‘Irrational and all-encompassing fear of the coronavirus pandemic is racking up its own body count, sometimes faster than the disease. An Italian nurse has joined the growing ranks of coronavirus-triggered suicides.
Daniela Trezzi, an intensive care nurse at the San Gerardo Hospital in Italy’s hard-hit Lombardy region who was diagnosed with coronavirus earlier this month, killed herself on Sunday. She was terrified that she had infected some of the very people she was trying so desperately to help, the National Federation of Nurses of Italy said in a statement on Tuesday confirming her death. Trezzi had been quarantined since her diagnosis on March 10.
Terrified of spreading Covid-19
It’s not hard to imagine how the sudden and prolonged isolation of quarantine, especially coming after long grueling shifts caring for the sick, could fuel a toxic cycle of guilt and recrimination. Authorities are investigating her death, but even the most psychologically healthy among us can be worn down quickly by isolation; there’s a reason much of the world bans solitary confinement in prisons on humanitarian grounds.

### Your tasks
1. Repeat the passage from the article on the nurse's death word for word, starting at "Daniela Trezzi, an" and ending at "on March 10.".
2. According to the article on the nurse's death, on what date was Daniela Trezzi diagnosed with coronavirus?

### The data
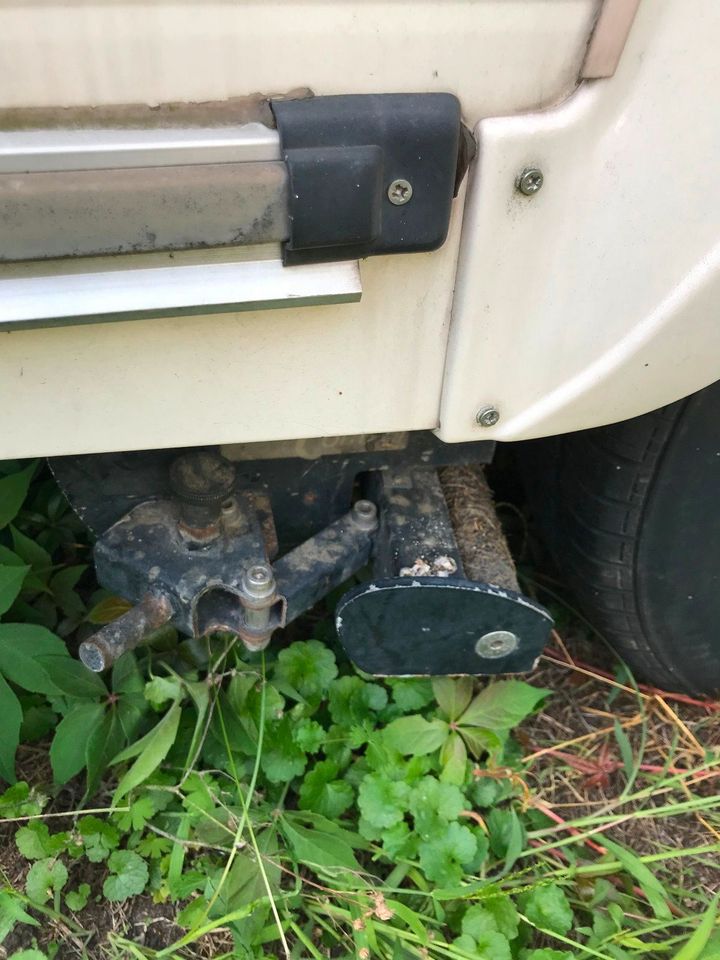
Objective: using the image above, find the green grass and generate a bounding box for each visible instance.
[0,465,720,960]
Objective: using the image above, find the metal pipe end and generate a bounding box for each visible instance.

### Answers to the exercises
1.
Daniela Trezzi, an intensive care nurse at the San Gerardo Hospital in Italy’s hard-hit Lombardy region who was diagnosed with coronavirus earlier this month, killed herself on Sunday. She was terrified that she had infected some of the very people she was trying so desperately to help, the National Federation of Nurses of Italy said in a statement on Tuesday confirming her death. Trezzi had been quarantined since her diagnosis on March 10.

2. March 10